- _Records for the exercise_
——

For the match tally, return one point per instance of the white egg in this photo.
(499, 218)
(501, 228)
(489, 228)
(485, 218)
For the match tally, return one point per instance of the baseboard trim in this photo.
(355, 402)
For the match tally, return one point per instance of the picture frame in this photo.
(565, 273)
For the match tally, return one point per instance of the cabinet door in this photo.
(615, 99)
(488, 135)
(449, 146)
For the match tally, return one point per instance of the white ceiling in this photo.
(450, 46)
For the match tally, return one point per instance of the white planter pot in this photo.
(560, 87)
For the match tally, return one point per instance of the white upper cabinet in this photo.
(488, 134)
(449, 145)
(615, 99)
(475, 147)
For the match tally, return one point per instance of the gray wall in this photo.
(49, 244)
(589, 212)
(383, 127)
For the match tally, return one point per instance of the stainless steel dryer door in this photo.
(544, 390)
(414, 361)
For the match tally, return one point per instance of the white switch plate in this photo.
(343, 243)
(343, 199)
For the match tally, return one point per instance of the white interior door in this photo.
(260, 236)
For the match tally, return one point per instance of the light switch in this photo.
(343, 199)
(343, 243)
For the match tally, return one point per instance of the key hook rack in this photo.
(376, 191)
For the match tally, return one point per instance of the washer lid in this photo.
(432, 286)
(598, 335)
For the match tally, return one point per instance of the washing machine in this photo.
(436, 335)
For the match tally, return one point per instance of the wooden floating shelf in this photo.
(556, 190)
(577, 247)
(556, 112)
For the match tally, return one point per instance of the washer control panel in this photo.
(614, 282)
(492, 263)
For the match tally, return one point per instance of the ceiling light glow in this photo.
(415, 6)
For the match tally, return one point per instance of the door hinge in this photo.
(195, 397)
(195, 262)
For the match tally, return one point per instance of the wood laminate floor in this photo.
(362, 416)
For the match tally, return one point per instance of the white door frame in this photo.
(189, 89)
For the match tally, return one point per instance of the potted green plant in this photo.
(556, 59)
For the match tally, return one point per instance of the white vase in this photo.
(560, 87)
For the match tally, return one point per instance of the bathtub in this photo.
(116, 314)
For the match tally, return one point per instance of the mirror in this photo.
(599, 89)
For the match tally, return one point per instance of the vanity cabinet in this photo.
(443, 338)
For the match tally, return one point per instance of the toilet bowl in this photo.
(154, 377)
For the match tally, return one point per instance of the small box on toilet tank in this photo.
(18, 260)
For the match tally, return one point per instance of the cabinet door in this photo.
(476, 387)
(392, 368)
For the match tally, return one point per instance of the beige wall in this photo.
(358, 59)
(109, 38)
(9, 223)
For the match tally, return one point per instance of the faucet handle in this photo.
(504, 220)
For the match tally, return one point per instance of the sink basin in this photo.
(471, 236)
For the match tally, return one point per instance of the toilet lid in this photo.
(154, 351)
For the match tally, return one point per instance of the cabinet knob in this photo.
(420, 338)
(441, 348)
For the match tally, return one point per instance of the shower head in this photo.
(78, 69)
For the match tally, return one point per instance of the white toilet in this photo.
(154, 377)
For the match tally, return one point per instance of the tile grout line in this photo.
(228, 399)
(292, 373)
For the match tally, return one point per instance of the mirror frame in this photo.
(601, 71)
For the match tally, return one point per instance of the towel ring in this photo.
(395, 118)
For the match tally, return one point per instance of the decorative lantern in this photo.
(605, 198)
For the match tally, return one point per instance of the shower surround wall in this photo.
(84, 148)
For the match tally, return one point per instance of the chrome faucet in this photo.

——

- _Task brief_
Everything from the line with "line in this photo." to the end of the listing above is to be set down exactly, both ends included.

- _Solution to this exercise_
For the match tally, return one point per instance of the tile grout line in this photo.
(228, 399)
(292, 373)
For the match tally, return one point per instance of the mirror frame in this photo.
(601, 71)
For the match tally, return one point per instance of the towel ring in this photo.
(395, 118)
For the match tally, return one point per instance of the decorative lantern in this photo.
(605, 198)
For the match tally, return one point per instance of the shower surround wall in this photo.
(84, 148)
For the match tally, return one point per instance of the chrome faucet in this photo.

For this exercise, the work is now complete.